(Stored dataset items)
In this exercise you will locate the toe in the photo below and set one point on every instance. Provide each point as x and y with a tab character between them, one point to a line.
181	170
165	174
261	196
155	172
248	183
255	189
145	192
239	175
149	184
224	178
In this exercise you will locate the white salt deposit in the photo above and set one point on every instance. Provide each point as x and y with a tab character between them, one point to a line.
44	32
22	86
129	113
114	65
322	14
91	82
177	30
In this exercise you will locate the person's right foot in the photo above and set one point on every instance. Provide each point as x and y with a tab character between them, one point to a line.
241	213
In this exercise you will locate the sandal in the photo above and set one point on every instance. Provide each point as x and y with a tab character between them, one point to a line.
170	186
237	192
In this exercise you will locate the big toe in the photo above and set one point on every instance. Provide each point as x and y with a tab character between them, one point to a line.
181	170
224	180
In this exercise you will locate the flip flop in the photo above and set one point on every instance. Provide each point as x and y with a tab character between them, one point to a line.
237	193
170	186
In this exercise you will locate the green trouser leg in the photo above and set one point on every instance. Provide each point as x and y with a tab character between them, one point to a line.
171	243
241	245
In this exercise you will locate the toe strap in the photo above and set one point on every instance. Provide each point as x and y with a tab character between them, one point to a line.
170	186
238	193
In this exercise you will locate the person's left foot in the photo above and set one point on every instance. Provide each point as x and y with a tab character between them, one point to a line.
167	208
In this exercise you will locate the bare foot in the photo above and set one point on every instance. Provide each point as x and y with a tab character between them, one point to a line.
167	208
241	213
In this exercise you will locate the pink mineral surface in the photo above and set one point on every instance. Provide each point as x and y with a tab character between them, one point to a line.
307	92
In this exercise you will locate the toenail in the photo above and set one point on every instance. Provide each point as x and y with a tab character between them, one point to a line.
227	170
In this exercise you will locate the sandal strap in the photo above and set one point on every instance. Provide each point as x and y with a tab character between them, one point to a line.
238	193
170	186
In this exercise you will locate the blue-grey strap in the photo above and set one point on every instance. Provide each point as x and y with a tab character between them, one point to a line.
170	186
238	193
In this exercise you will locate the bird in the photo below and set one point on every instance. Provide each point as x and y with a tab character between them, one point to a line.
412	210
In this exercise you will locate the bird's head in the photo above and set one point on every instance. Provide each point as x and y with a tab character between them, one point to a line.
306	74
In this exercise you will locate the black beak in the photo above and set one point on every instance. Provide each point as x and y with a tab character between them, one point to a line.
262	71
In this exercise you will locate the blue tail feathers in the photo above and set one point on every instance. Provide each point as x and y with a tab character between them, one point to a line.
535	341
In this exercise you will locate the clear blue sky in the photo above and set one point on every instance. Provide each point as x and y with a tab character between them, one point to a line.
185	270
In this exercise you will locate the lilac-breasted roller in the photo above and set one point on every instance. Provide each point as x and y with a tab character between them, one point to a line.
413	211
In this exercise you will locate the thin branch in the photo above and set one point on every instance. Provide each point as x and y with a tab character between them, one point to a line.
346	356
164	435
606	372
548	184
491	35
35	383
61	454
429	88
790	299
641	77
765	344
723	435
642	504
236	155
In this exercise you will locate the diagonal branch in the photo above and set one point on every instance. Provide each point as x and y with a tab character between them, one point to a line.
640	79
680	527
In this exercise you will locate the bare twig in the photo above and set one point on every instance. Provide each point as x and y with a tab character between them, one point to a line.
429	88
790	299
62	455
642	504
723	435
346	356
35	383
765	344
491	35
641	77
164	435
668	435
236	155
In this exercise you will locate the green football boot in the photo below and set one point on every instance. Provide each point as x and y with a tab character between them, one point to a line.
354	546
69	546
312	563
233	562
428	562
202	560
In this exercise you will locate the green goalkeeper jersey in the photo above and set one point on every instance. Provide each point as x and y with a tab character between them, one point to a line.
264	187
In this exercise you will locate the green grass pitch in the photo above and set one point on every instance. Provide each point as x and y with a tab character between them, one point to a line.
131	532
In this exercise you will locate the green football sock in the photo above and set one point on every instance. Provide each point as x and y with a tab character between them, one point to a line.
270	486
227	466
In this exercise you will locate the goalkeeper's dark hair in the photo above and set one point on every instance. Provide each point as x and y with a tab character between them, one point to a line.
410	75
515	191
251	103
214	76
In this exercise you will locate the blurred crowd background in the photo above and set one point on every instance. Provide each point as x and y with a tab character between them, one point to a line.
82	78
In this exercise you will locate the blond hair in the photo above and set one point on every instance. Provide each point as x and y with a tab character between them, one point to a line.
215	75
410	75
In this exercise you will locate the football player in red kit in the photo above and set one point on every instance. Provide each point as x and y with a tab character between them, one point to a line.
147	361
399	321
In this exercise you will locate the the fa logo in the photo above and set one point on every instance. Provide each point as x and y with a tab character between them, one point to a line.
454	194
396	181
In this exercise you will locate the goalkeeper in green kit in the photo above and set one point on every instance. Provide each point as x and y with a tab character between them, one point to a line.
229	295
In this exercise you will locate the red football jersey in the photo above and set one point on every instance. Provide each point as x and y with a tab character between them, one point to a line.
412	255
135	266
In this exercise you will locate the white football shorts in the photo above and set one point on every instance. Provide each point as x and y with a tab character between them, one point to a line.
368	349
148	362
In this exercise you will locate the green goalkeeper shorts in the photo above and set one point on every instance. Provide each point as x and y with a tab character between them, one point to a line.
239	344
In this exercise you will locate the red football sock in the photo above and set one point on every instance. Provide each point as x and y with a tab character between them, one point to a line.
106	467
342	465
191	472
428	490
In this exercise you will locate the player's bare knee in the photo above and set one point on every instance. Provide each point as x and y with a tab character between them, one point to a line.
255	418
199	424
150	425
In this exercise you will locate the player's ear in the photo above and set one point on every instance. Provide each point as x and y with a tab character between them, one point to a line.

The problem:
For each entry above, please make an exact copy.

Result below:
In this exercise you will locate the toe in the photo below and set one point on every instance. Provide each point as x and y with a tab character between them, one point to a line.
181	170
165	174
261	196
155	172
248	183
255	189
145	192
239	175
149	184
224	178
In this exercise you will locate the white salt deposit in the photo above and set one point on every instance. Provide each point as x and y with a tab character between them, one point to a line.
44	32
22	86
129	113
114	65
322	14
91	82
177	30
In this exercise you will locate the person's right foot in the photo above and set one point on every instance. Provide each point as x and y with a tab character between them, one point to a line.
241	213
In this exercise you will locate the sandal in the photo above and set one point on every instance. Provide each point as x and y with a tab character between them, one point to a line.
170	186
237	192
In this exercise you will locate the big toe in the photo above and set one point on every instance. Provide each point as x and y with a tab character between them, one point to a line.
181	170
224	180
In this exercise you will locate the flip flop in the photo above and set one point on every instance. Provide each point as x and y with a tab character between them, one point to a line.
237	193
170	186
In this exercise you will locate the green trouser leg in the photo above and set one point on every instance. Provide each point as x and y with a tab character between them, one point to a line.
171	243
241	245
In this exercise you will locate the toe strap in the photo above and set one point on every instance. Provide each point as x and y with a tab character between them, one point to a line.
170	186
238	193
In this exercise you will locate the person's left foot in the photo above and set one point on every instance. Provide each point as x and y with a tab character between them, one point to a line.
167	208
In this exercise you will locate the bare foot in the photo above and set one point on every instance. Provide each point as x and y with a tab character between them, one point to a line.
167	208
241	213
In this exercise you will locate the pink mineral surface in the photo above and set one point on every instance. Provide each point as x and y with a tab character between them, one point to a line.
307	92
In this exercise you will locate the toenail in the photo above and set one point on every instance. Provide each point as x and y with a tab character between them, one point to a line.
227	170
In this exercise you will locate the sandal strap in the photo above and set one point on every instance. Provide each point as x and y with a tab character between them, one point to a line.
238	193
170	186
In this exercise you will locate the blue-grey strap in the photo above and set one point on every instance. Provide each point as x and y with a tab character between them, one point to a line.
170	186
238	193
In this exercise you will locate the bird in the photo below and set one point on every instance. Provide each point as x and y with a tab character between them, one point to a line.
412	210
In this exercise you will locate the bird's head in the photo above and set one point on every instance. Provide each point as x and y with a tab character between them, one point to a line.
306	74
In this exercise you will locate the black beak in the photo above and set one point on every instance. Provide each point as x and y with a tab character between them, one point to a line.
262	71
In this exercise you will locate the blue tail feathers in the photo above and set one point on every instance. Provide each point as x and y with a tab character between them, one point to a line.
535	341
In this exercise you will locate the clear blue sky in the photo above and set one point on every instance. Provide each point as x and y with a tab character between them, one point to a line.
185	270
In this exercise you will locate the lilac-breasted roller in the photo above and set one point on every instance. Provide each point as x and y with a tab character between them, one point to a line.
413	211
In this exercise you will locate the thin branch in the photo above and set one point on every instance. Provide each point as x and y with a tab character between them, one point to a line.
346	356
164	435
606	372
548	184
491	35
35	383
61	454
429	88
790	299
641	77
765	344
723	435
642	504
236	155
In this exercise you will locate the diagonal branch in the photo above and set one point on every instance. Provide each point as x and y with a tab character between them, one point to a line.
640	79
680	527
In this exercise you will locate the bare twig in the photo above and set one point on every instance. Provide each point as x and y with a tab character between them, one point to a line.
429	88
790	299
62	455
642	504
723	435
346	356
35	383
765	344
491	35
641	77
164	435
668	435
236	155
In this exercise you will locate the green football boot in the photo below and set one point on every instance. Provide each point as x and y with a tab character between them, one point to a line.
354	546
69	546
312	563
233	562
428	562
202	560
In this exercise you will locate the green goalkeeper jersey in the photo above and set one point on every instance. Provide each point as x and y with a tab character between them, one point to a line.
264	187
In this exercise you will locate the green grass pitch in the photo above and set one point on every instance. Provide each point as x and y with a tab character between them, one point to a line.
131	532
In this exercise you will locate the green football sock in the photo above and set one point on every instance. Provide each point as x and y with a tab character between them, one point to a line.
270	486
227	466
In this exercise you will locate the goalkeeper's dark hair in the photo above and set one point on every instance. Provide each point as x and y with a tab character between them, one point to a line.
410	75
515	191
251	103
214	76
In this exercise you will locate the blurred crowd background in the photo above and set one point on every instance. Provide each point as x and y with a tab character between them, one point to a line.
82	78
In this exercise you will locate the blond hair in the photo above and set one point on every instance. Provide each point as x and y with a tab character between them, one point to a line.
215	75
410	75
In this exercise you will locate the football player in red kit in the photo above and set one point on every instance. Provide each point as x and y with a tab character between them, one point to a line.
147	361
399	321
In this exercise you will locate the the fa logo in the photo above and set one point on every instance. Provide each point as x and y with a tab character between them, one point to a line.
454	194
396	181
In this exercise you will locate the goalkeeper in green kit in the photo above and set one point on every instance. Provide each point as x and y with a tab character between them, one point to a line.
229	295
In this exercise you will locate the red football jersey in the photo above and set one point on every instance. Provide each point as x and y with a tab character between them, one point to a line.
412	255
135	266
In this exercise you will locate the white football shorts in the photo above and set one point on every instance. Provide each point as x and y with a tab character between them, one point to a line.
368	349
148	362
In this exercise you will locate the green goalkeeper shorts in the photo above and set one point on every instance. Provide each point as x and y with a tab character between them, one point to a line.
239	344
In this exercise you will locate the red football sock in the photo above and set one point on every instance. Provide each point as x and y with a tab character between them, one point to a line.
106	467
342	465
191	472
428	490
In this exercise you will locate the player's bare knee in the photo above and set one point on every instance. Provide each point as x and y with a tab character between them, one point to a line.
255	418
199	424
150	425
In this exercise you will locate the player's ear in the photo above and set one point on every instance. Provide each point as x and y with a tab character between them, one point to a line.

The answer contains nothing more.